NO TE BAJES DE LA CRUZ

Según el relato evangélico, los que pasaban ante Jesús crucificado se burlaban de él y, riéndose de su sufrimiento, le hacían dos sugerencias sarcásticas: Si eres Hijo de Dios, «sálvate a ti mismo» y «bájate de la cruz».
Ésa es exactamente nuestra reacción ante el sufrimiento: salvarnos a nosotros mismos, pensar sólo en nuestro bienestar y, por consiguiente, evitar la cruz, pasarnos la vida sorteando todo lo que nos puede hacer sufrir. ¿Será Dios así? ¿Alguien que sólo piensa en sí mismo y en su felicidad?
Jesús no responde a la provocación de los que se burlan de él. No pronuncia palabra alguna. No es el momento de dar explicaciones. Su respuesta es el silencio. Un silencio que es respeto a quienes lo desprecian, comprensión de su ceguera y, sobre todo, compasión y amor.
Jesús sólo rompe su silencio para dirigirse a Dios con un grito desgarrador: «Dios mío, Dios mío, ¿por qué me has abandonado?» No le pide que lo salve bajándolo de la cruz. Sólo que no se oculte, ni lo abandone en este momento de muerte y sufrimiento extremo. Y Dios, su Padre, permanece, en silencio.
Sólo escuchando hasta el fondo ese silencio de Dios, descubrimos algo de su misterio. Dios no es un ser poderoso y triunfante, tranquilo y feliz, ajeno al sufrimiento humano, sino un Dios callado, impotente y humillado, que sufre con nosotros el dolor, la oscuridad y hasta la misma muerte.
Por eso, al contemplar al crucificado, nuestra reacción no es de burla o desprecio, sino de oración confiada y agradecida: «No te bajes de la cruz. No nos dejes solos en nuestra aflicción. ¿Para qué nos serviría un Dios que no conociera nuestra cruz? ¿Quién nos podría entender?
¿En quién podrían esperar los torturados de tantas cárceles secretas? ¿Dónde podrían poner su esperanza tantas mujeres humilladas y violentadas sin defensa alguna? ¿A qué se agarrarían los enfermos crónicos y los moribundos? ¿Quién podría ofrecer consuelo a las víctimas de tantas guerras, terrorismos, hambres y miserias? No. No te bajes de la cruz pues si no te sentimos «crucificado» junto a nosotros, nos veremos más «perdidos».

_Tareas requeridas_
A: Reproduce de la reflexión sobre la cruz todo el pasaje que va desde "Jesús sólo rompe" hasta "nos podría entender?".
B: Convierte en una lista breve el párrafo de la reflexión sobre la cruz que comienza con «Jesús no responde a la provocación» y conserva sus datos principales.

_Datos sin procesar_
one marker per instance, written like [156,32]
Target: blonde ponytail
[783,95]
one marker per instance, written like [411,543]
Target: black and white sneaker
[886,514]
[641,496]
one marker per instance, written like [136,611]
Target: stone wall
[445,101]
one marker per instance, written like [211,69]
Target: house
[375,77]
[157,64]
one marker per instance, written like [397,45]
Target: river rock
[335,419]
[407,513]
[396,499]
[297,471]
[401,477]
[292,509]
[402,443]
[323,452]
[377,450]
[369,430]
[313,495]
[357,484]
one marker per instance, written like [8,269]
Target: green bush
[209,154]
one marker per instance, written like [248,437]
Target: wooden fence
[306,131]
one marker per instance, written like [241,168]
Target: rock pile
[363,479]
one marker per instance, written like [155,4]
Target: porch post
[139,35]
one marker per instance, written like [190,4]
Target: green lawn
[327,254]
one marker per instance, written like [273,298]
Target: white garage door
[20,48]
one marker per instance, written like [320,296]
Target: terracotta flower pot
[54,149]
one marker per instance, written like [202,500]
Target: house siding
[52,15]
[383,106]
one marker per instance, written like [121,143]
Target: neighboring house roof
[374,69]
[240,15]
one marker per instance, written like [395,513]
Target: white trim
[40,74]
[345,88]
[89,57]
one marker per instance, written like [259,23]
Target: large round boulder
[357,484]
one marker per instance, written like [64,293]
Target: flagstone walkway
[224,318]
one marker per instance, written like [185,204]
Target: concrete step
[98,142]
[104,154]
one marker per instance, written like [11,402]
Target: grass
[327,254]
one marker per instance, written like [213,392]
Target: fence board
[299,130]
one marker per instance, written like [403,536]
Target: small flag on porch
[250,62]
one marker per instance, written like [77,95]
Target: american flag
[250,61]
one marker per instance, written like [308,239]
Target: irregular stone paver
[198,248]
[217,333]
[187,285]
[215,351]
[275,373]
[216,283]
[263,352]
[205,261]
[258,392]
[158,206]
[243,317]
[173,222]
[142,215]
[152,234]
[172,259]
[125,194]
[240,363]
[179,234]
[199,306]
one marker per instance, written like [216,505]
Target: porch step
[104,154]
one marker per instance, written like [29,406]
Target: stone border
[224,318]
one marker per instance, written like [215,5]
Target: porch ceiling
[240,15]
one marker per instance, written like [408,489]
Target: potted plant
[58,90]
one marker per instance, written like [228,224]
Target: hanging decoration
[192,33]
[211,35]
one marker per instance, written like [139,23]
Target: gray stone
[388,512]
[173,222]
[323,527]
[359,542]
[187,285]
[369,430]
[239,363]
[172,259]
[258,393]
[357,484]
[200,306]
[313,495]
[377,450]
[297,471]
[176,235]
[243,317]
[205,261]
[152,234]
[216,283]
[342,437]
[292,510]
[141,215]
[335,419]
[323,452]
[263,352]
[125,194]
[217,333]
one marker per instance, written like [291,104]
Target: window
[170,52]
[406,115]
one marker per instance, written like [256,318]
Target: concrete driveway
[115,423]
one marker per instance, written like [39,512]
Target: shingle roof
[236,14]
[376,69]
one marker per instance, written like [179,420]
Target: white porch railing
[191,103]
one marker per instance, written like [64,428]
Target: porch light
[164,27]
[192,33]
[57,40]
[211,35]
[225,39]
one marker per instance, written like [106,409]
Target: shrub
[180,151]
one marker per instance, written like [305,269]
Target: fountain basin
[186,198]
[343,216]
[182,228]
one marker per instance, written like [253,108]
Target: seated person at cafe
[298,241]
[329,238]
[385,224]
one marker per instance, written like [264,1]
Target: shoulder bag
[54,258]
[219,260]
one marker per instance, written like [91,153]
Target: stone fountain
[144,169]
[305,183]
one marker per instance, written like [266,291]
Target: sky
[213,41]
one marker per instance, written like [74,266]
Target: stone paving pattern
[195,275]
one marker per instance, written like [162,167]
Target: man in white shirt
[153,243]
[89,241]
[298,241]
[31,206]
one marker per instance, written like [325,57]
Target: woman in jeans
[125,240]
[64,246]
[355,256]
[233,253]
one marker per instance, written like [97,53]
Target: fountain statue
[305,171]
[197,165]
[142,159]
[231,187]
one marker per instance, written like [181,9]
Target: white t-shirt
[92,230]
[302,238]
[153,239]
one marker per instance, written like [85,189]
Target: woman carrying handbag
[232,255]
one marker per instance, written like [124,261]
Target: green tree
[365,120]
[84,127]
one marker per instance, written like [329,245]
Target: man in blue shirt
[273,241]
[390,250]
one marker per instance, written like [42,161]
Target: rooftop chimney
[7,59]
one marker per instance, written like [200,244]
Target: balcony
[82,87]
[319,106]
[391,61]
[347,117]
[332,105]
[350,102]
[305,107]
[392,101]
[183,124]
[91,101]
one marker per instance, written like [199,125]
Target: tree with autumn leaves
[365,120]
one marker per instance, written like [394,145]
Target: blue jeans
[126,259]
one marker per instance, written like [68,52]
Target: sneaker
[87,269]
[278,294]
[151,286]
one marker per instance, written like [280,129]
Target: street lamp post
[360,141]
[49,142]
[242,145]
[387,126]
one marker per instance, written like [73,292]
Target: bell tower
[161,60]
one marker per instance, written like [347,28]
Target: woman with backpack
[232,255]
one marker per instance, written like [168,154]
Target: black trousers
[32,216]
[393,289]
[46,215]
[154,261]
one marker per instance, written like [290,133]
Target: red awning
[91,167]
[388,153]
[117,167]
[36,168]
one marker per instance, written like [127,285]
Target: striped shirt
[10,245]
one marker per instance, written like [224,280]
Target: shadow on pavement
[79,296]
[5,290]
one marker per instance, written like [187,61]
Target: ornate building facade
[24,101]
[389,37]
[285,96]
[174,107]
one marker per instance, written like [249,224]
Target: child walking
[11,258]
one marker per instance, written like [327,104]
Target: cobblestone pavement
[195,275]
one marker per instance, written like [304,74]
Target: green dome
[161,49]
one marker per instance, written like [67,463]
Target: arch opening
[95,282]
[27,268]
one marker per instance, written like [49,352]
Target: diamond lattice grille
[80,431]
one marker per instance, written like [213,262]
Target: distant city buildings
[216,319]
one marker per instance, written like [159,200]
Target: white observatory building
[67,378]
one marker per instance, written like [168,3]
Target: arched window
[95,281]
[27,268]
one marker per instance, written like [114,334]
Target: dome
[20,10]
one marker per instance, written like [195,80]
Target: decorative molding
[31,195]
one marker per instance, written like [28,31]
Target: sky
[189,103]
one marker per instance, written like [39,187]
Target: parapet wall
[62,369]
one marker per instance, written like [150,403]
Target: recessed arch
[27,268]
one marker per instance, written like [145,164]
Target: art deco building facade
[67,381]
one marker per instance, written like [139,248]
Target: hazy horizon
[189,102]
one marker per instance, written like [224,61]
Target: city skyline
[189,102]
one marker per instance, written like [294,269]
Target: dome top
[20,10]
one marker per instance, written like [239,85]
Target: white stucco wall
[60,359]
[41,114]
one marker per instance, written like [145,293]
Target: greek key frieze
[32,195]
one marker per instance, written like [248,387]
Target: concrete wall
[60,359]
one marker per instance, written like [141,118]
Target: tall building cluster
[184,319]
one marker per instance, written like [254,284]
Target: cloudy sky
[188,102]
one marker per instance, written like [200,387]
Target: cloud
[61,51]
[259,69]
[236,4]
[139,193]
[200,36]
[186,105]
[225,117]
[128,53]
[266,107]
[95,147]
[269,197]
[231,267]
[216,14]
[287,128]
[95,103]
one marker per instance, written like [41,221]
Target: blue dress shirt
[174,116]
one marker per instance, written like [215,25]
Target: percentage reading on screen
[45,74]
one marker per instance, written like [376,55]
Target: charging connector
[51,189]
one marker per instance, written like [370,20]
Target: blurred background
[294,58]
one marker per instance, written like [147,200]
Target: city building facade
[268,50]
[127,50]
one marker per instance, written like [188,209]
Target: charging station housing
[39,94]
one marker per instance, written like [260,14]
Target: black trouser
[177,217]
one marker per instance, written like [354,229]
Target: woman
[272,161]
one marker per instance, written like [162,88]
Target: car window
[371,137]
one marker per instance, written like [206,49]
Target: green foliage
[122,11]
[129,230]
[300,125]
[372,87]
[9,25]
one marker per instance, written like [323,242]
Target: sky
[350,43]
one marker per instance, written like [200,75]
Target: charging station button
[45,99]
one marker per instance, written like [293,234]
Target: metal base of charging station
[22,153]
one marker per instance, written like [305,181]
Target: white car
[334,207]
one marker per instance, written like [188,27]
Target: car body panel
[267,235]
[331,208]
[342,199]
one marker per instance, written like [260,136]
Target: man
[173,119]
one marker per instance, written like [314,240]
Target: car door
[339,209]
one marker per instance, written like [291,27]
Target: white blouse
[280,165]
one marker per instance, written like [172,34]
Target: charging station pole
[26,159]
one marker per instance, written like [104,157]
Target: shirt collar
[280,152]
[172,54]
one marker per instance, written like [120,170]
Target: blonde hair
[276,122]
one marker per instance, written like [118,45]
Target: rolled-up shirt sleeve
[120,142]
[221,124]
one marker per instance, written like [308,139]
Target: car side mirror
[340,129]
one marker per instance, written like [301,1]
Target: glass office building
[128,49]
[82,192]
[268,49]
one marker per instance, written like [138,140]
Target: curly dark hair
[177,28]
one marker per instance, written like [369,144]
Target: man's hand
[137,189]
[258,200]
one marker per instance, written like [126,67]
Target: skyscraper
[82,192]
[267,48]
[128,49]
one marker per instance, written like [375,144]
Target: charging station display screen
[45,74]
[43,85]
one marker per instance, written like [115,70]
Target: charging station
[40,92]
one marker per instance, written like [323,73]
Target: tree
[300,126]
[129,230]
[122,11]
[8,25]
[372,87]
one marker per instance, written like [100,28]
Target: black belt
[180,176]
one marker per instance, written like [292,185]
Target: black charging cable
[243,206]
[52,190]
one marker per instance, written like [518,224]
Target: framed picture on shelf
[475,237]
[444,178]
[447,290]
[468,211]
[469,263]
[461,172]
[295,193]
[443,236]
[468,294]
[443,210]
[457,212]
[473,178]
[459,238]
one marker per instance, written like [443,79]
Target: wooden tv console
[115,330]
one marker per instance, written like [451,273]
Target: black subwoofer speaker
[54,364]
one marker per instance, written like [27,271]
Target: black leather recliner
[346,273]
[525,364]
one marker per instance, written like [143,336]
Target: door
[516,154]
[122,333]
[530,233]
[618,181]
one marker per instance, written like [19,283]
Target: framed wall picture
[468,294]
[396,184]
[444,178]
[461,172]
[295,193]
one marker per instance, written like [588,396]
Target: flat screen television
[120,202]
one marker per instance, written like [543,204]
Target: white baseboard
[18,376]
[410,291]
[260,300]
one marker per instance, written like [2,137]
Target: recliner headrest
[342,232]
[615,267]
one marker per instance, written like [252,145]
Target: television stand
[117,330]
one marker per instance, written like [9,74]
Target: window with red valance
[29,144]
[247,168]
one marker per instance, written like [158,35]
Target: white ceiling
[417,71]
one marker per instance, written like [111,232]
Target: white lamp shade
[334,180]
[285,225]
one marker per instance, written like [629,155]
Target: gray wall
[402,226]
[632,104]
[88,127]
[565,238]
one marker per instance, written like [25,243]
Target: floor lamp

_Respuestas escritas_
A:
Jesús sólo rompe su silencio para dirigirse a Dios con un grito desgarrador: «Dios mío, Dios mío, ¿por qué me has abandonado?» No le pide que lo salve bajándolo de la cruz. Sólo que no se oculte, ni lo abandone en este momento de muerte y sufrimiento extremo. Y Dios, su Padre, permanece, en silencio.
Sólo escuchando hasta el fondo ese silencio de Dios, descubrimos algo de su misterio. Dios no es un ser poderoso y triunfante, tranquilo y feliz, ajeno al sufrimiento humano, sino un Dios callado, impotente y humillado, que sufre con nosotros el dolor, la oscuridad y hasta la misma muerte.
Por eso, al contemplar al crucificado, nuestra reacción no es de burla o desprecio, sino de oración confiada y agradecida: «No te bajes de la cruz. No nos dejes solos en nuestra aflicción. ¿Para qué nos serviría un Dios que no conociera nuestra cruz? ¿Quién nos podría entender?

B:
- Jesús no responde a la provocación de quienes se burlan de él y no pronuncia palabra alguna.
- No es el momento de dar explicaciones, y su respuesta es el silencio.
- Ese silencio expresa respeto a quienes lo desprecian, comprensión de su ceguera y, sobre todo, compasión y amor.